Directive 1 => In the movie review, which M. Night Shyamalan film does the writer still count among their top 5 favorite movies of all time?

Document segment =>
((
Saturday, July 3, 2010

The Last Airbender (2010) Review

I don’t know why I keep doing this to myself.

Twice this year, I’ve allowed myself to spend good money to see a movie adaptation of a property I love knowing full well beforehand that the film would be something of a frustrating experience. Bruckheimer’s The Prince of Persia was based off a great series of video games and was, at least, occasionally entertaining between bouts of incompetence. And now, M. Night Shyamalan has adapted a cartoon that I’ve only recently fallen in love with, and despite my premonitions that it would not be worth seeing, I dragged a couple siblings to a midnight showing to see it anyway. I’ve done the same thing with the Transformers sequel last year and a number of other doomed cinematic adaptations. I have some kind of puppie-like loyalty to these source materials as they make the jump to the big screen, one that has left me with fewer pleasant surprises than rolled-up newspaper swipes to my sensitive nose.

I’ve also given M. Night Shyamalan the benefit of every doubt I have. Unbreakable is still in my top 5 favorite movies of all time, so while watching his work take a much-publicized steep descent, I’ve kept hoping that his next film would mark his triumphant comeback. Even after his massive failure entitled The Happening, I still thought Shyamalan’s rebirth was just around the bend.

The Last Airbender has left me with no doubt in my mind that M. Night’s career is beyond hope. He has taken a phenomenally well-produced animated series and made what is one of the worst movies I have seen in recent memory(maybe barring last year’s Transformers: Revenge of the Fallen).

I’m at a loss. Where do I start with a movie this bad? How could this happen? It seemed like a sure-fire hit. You take a beloved series which has garnered immense critical praise and legions of devoted fans (oh yes, there were costumes in the audience) - a series which depicts an exciting, epic adventure spanning a conveniently-divided three seasons - and film it in live action with lavish production values and cutting-edge special effects. What could go wrong?

Everything, apparently. Shyamalan was kindly willing to show us just how thoroughly you can botch a movie adaptation.
))
Source records:
((
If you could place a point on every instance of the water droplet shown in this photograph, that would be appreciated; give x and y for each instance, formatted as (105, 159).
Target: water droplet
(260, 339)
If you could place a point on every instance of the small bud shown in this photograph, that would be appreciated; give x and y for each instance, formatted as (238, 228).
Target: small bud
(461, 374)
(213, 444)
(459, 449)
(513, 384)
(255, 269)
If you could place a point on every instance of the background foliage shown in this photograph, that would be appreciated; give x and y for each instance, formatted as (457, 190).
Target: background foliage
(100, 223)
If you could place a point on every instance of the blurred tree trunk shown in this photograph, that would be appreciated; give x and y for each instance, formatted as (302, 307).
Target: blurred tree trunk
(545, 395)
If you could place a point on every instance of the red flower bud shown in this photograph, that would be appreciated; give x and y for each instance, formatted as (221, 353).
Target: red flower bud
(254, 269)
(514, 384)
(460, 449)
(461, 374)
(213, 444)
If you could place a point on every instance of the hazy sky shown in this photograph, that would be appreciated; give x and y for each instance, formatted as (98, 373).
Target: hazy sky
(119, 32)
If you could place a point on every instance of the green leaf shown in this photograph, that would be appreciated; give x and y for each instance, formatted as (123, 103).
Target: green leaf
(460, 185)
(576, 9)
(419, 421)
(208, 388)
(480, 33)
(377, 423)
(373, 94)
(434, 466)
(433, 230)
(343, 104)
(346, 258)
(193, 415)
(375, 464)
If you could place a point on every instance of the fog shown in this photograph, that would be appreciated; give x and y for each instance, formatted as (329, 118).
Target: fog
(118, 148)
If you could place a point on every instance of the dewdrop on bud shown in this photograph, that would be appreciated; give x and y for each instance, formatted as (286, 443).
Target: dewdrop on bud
))
Directive 2 => Rewrite the listing lines from the one holding "as (329, 118)." through the end of the listing, inclusive, requests included. Multiply each point coordinate in the answers by 0.35 and round it to a whole number, with halves rounding up.

Task output 1 => Unbreakable

Task output 2 =>
If you could place a point on every instance of the fog shown in this photograph, that would be appreciated; give x and y for each instance, formatted as (329, 118).
Target: fog
(41, 52)
If you could place a point on every instance of the dewdrop on bud shown in this photograph, that would be appreciated; give x and y for each instance, formatted as (286, 443).
Target: dewdrop on bud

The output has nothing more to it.